TEXTE FOURNI —
◆ ◆ ◆ ◆

Anne-Claire Gross et Valerie Schaub
* Les prénoms ont été modifiés.
Ils se suicident deux à trois fois plus que les cadres, selon l’Observatoire national du suicide. Et pourtant, les agriculteurs n’apparaissent nulle part dans les grandes enquêtes nationales sur les risques psychosociaux au travail. Pire : le questionnaire de Karasek, au coeur des statistiques nationales sur le sujet, les place parmi les populations « détendues ».
Walter Huber est éleveur à Plaine, dans une vallée vosgienne. 60 hectares de terre, 18 vaches, 50 cochons à engraisser. Il transforme sa production sur place et la vend dans sa ferme-auberge. Confronté aux affirmations du test de Karasek, il est souvent surpris.

◆ ◆ ◆ ◆

ITEMS FOURNIS —
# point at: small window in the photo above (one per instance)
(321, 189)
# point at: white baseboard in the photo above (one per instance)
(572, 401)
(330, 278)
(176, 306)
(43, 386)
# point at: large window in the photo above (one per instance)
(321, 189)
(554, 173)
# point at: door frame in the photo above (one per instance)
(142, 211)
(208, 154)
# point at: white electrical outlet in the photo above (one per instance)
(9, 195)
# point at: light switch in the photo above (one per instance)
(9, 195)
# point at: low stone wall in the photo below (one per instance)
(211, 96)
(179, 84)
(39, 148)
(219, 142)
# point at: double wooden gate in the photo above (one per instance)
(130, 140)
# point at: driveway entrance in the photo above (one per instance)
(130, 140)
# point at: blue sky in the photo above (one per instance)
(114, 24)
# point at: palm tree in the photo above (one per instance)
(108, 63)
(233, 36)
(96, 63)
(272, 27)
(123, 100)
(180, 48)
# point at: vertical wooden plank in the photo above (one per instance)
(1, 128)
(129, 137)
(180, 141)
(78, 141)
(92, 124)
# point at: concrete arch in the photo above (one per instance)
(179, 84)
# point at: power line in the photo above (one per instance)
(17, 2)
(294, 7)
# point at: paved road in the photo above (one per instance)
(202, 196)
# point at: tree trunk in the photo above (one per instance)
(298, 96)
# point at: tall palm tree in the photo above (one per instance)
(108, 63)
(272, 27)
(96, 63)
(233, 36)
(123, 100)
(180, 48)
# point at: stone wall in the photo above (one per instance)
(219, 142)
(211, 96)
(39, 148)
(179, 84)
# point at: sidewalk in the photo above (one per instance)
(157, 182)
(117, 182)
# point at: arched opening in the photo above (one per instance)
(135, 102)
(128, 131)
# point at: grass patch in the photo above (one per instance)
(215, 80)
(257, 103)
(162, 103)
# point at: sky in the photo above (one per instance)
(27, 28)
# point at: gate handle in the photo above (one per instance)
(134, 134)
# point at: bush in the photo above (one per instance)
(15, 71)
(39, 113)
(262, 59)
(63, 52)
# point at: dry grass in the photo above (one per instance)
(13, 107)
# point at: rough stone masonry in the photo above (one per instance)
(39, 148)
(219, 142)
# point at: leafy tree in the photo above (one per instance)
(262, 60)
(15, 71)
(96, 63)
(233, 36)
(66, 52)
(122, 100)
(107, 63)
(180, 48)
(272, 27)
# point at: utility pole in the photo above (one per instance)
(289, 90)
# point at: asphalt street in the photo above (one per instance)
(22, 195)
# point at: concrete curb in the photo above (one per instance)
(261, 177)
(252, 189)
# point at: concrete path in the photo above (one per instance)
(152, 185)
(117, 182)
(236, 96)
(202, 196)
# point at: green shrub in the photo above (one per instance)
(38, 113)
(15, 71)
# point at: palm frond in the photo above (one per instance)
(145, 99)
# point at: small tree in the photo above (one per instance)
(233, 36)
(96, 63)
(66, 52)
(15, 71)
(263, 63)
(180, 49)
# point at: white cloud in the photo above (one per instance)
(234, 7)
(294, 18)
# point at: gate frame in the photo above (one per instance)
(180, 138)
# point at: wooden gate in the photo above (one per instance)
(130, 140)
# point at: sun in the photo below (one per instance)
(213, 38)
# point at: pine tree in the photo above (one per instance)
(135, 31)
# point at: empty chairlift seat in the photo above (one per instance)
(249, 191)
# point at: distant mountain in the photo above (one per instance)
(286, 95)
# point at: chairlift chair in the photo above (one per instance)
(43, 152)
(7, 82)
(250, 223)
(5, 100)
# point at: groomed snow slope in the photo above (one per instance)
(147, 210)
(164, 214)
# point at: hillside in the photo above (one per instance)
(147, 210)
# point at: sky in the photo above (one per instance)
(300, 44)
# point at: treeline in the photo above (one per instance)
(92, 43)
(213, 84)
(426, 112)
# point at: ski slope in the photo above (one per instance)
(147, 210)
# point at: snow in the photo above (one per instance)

◆ ◆ ◆ ◆

À VOUS —
Dans le texte fourni, recopiez le passage qui commence aux mots "Walter Huber est" et s'arrête après "est souvent surpris.", en y remplaçant "éleveur" par "agriculteur". Les items ne jouent ici aucun rôle.

RÉPONSE ATTENDUE —
Walter Huber est agriculteur à Plaine, dans une vallée vosgienne. 60 hectares de terre, 18 vaches, 50 cochons à engraisser. Il transforme sa production sur place et la vend dans sa ferme-auberge. Confronté aux affirmations du test de Karasek, il est souvent surpris.